§ **Exercise aim**
Everything from the line with "For every instance of the white sleeve, drop" to the end of the data should be restated word for word, and nothing before it.

═══ Data shown ═══

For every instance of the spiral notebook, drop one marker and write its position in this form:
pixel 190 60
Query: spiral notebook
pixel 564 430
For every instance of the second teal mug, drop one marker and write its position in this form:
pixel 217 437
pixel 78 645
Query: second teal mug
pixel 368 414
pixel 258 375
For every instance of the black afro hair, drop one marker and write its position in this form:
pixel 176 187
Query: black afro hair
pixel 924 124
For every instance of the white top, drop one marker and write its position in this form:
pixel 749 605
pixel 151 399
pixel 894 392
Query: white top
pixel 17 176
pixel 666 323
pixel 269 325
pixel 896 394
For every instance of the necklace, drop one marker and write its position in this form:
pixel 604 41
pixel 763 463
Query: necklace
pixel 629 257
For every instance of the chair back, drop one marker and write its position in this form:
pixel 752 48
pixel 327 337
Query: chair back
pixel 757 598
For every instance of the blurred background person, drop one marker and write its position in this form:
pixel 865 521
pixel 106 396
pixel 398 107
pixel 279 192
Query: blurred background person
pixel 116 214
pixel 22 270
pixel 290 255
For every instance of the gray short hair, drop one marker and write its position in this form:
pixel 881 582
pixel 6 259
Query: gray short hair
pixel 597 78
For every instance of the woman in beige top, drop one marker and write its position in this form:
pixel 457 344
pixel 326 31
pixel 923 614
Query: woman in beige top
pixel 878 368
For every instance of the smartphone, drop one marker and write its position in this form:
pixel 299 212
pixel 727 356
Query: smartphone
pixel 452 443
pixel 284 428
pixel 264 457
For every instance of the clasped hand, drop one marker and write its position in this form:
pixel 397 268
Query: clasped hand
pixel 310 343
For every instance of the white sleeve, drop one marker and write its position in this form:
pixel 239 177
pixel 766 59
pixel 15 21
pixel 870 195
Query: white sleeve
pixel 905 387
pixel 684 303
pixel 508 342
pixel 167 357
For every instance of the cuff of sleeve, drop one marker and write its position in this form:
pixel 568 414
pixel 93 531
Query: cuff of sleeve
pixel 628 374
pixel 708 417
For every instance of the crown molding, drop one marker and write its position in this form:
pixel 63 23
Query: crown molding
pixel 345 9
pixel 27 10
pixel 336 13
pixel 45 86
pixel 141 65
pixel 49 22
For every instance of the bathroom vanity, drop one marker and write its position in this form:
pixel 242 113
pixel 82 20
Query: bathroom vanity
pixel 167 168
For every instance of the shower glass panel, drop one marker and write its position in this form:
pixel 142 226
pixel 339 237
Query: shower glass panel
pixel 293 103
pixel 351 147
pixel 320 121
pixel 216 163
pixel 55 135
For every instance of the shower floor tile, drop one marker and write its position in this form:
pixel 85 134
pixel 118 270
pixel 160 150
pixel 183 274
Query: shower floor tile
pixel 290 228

═══

§ **Output of the task**
For every instance of the white sleeve, drop one marker and write its position in this form:
pixel 239 177
pixel 766 59
pixel 15 21
pixel 870 195
Query: white sleeve
pixel 905 387
pixel 684 303
pixel 508 342
pixel 167 357
For every instance of the cuff of sleeve, drop one marker and write its position in this form:
pixel 568 414
pixel 93 531
Query: cuff of sleeve
pixel 628 374
pixel 708 417
For every instance of the crown molding, drop one marker and write its position in this form:
pixel 63 23
Query: crown molding
pixel 345 9
pixel 27 10
pixel 336 13
pixel 45 86
pixel 141 65
pixel 49 22
For every instance of the bathroom vanity, drop one marker and write its position in this form:
pixel 242 113
pixel 82 20
Query: bathroom vanity
pixel 167 168
For every instance of the shower glass panel, drop one marker and write its position in this form:
pixel 142 226
pixel 339 237
Query: shower glass panel
pixel 293 103
pixel 351 147
pixel 320 121
pixel 216 163
pixel 55 135
For every instance of the shower floor tile, drop one marker and write its position in this form:
pixel 85 134
pixel 118 270
pixel 160 150
pixel 183 274
Query: shower floor tile
pixel 290 228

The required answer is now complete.